Description of the task: Collect all lines containing the word "uniform" from the data.

Stored data entries:
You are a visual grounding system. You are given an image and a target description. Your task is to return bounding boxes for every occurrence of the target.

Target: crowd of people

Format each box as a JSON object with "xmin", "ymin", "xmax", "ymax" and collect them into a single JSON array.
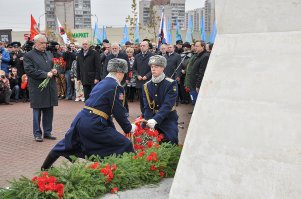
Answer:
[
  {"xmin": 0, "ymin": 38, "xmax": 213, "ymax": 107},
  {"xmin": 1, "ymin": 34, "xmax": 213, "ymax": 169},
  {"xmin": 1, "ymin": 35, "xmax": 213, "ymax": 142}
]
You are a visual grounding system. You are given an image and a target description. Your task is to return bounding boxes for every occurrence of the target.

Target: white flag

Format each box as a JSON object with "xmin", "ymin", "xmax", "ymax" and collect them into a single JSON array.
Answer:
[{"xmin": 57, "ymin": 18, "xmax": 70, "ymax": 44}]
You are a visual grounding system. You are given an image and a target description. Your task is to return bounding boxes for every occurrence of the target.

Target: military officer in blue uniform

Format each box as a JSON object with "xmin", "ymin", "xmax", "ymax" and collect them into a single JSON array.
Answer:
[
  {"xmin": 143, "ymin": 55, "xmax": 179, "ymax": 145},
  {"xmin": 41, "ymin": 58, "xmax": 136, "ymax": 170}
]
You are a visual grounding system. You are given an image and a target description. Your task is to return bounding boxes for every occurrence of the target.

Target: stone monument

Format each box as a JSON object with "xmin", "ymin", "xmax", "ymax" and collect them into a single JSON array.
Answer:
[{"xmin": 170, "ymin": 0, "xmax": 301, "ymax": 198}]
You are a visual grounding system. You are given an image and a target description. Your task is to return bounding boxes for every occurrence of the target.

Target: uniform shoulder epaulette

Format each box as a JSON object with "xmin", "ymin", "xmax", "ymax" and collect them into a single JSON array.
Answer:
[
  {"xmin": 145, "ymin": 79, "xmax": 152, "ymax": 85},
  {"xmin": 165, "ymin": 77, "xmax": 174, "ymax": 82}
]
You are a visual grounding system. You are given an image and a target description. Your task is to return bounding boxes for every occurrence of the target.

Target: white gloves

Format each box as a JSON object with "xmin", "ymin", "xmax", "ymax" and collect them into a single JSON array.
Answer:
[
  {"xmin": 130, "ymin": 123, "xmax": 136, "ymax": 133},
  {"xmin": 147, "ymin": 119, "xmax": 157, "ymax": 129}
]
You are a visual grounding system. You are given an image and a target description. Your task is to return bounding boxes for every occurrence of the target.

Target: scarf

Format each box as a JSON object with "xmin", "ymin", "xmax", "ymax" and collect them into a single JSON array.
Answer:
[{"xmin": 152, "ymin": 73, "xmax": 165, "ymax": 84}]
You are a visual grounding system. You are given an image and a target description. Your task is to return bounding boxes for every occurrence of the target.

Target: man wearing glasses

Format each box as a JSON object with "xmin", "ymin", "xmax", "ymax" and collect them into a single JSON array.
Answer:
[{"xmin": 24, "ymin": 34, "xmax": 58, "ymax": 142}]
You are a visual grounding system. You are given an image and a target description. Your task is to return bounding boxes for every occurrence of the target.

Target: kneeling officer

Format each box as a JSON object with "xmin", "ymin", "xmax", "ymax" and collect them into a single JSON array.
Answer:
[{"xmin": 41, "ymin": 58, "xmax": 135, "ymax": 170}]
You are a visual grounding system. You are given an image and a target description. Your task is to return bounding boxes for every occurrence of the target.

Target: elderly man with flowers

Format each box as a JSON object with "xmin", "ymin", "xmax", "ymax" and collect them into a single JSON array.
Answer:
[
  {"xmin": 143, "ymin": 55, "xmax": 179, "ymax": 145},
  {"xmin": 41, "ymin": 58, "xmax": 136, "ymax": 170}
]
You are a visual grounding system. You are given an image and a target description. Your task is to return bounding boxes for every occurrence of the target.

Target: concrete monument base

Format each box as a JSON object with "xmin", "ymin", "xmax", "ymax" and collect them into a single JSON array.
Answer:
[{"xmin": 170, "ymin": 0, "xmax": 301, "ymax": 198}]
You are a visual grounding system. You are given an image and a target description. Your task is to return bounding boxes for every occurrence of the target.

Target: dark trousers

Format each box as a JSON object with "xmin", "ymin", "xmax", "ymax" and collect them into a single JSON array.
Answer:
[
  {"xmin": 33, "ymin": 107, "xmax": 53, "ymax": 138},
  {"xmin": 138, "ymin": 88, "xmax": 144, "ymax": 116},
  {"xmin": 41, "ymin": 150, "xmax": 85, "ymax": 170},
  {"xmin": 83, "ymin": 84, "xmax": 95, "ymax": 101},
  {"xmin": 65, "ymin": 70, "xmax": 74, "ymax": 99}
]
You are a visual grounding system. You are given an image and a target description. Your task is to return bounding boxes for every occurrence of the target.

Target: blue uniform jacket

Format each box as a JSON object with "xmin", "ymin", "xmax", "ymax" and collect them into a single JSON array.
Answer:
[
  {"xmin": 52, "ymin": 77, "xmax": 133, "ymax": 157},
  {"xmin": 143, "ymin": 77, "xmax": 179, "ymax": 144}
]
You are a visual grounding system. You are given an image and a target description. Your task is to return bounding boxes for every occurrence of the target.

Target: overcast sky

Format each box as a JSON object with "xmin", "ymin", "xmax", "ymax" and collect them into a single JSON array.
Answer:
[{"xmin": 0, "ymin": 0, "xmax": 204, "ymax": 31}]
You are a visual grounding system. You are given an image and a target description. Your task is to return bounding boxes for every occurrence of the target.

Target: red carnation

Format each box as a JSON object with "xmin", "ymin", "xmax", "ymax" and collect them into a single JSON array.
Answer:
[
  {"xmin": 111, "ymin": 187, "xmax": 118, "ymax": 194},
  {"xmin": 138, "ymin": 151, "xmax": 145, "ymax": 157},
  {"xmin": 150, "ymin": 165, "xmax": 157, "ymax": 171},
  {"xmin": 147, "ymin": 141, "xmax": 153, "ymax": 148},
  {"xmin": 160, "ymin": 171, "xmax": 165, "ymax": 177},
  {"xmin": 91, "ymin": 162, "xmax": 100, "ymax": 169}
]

Answer section:
Target: military officer in blue uniform
Target: uniform shoulder epaulette
Target: blue uniform jacket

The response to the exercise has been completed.